▸ **PROBLEM REQUIREMENTS**
Please output the lines shown below exactly as they appear.

[Dataset records]
··········
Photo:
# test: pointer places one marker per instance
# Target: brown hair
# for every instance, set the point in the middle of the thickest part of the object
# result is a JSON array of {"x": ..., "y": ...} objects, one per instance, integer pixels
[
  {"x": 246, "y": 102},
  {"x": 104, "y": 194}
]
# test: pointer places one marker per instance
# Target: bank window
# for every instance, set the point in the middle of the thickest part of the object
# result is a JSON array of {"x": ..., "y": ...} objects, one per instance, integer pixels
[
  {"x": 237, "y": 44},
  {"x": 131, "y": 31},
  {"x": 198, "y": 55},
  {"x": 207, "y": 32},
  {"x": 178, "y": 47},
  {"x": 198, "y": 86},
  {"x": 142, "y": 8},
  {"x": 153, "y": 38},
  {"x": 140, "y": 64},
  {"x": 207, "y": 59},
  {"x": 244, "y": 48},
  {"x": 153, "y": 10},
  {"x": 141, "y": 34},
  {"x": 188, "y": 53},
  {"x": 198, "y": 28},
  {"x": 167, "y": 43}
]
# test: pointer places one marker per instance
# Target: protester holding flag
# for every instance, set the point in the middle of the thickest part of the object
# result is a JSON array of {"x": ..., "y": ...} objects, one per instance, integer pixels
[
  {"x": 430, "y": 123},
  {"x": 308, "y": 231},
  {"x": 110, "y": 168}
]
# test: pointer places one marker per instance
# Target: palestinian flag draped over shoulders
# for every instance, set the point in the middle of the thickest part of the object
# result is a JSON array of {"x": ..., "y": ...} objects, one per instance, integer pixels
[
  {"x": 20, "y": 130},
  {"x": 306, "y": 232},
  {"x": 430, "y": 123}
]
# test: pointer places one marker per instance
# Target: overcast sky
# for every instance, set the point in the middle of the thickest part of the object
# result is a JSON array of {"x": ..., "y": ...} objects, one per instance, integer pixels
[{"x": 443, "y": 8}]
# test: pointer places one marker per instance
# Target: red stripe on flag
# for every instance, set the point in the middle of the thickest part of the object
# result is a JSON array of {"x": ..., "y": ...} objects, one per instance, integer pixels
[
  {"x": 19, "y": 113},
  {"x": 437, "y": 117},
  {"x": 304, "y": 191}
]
··········
▸ **SOLUTION TO THE EXERCISE**
Photo:
# test: pointer places one marker per instance
# Target: brown hair
# for every instance, set the point in the middle of the thickest part of the object
# result is a JSON array of {"x": ..., "y": ...} objects, one per instance, integer pixels
[
  {"x": 246, "y": 102},
  {"x": 104, "y": 194}
]
# test: pointer places one marker per instance
# Target: bank window
# for every instance, set the point in the middle of the thickest part of the object
# result is a JSON array of {"x": ..., "y": ...} objects, one per instance, integer pixels
[
  {"x": 237, "y": 44},
  {"x": 131, "y": 31},
  {"x": 198, "y": 55},
  {"x": 207, "y": 32},
  {"x": 178, "y": 47},
  {"x": 198, "y": 86},
  {"x": 142, "y": 8},
  {"x": 153, "y": 38},
  {"x": 140, "y": 64},
  {"x": 207, "y": 59},
  {"x": 244, "y": 48},
  {"x": 153, "y": 10},
  {"x": 141, "y": 34},
  {"x": 188, "y": 53},
  {"x": 198, "y": 28},
  {"x": 167, "y": 43}
]
# test: pointer places one marker per instance
# Target: protester holding flag
# for every instance, set the point in the middle of the thickest part of the object
# result is a JSON array of {"x": ..., "y": ...} objects, one per instance, integer pixels
[
  {"x": 430, "y": 123},
  {"x": 308, "y": 231},
  {"x": 110, "y": 168}
]
# test: pointer places one marker per instance
# Target: palestinian flag draped over shoulders
# for every instance, set the point in the middle of the thickest part of the object
# result is a JSON array of {"x": ..., "y": ...} objects, one per instance, integer pixels
[
  {"x": 20, "y": 130},
  {"x": 306, "y": 232},
  {"x": 430, "y": 123}
]
# test: pointer places one marker per instance
# Target: overcast sky
# for every instance, set the point in the middle of the thickest part of the object
# result is a JSON array of {"x": ..., "y": ...} objects, one per instance, integer pixels
[{"x": 443, "y": 8}]
# test: pointer places one marker per instance
# Target: red stripe on flag
# for every instance, set the point in the middle of the thickest part of the object
# result is a JSON array of {"x": ..., "y": ...} objects, one per instance, integer pixels
[
  {"x": 19, "y": 113},
  {"x": 437, "y": 117},
  {"x": 304, "y": 191}
]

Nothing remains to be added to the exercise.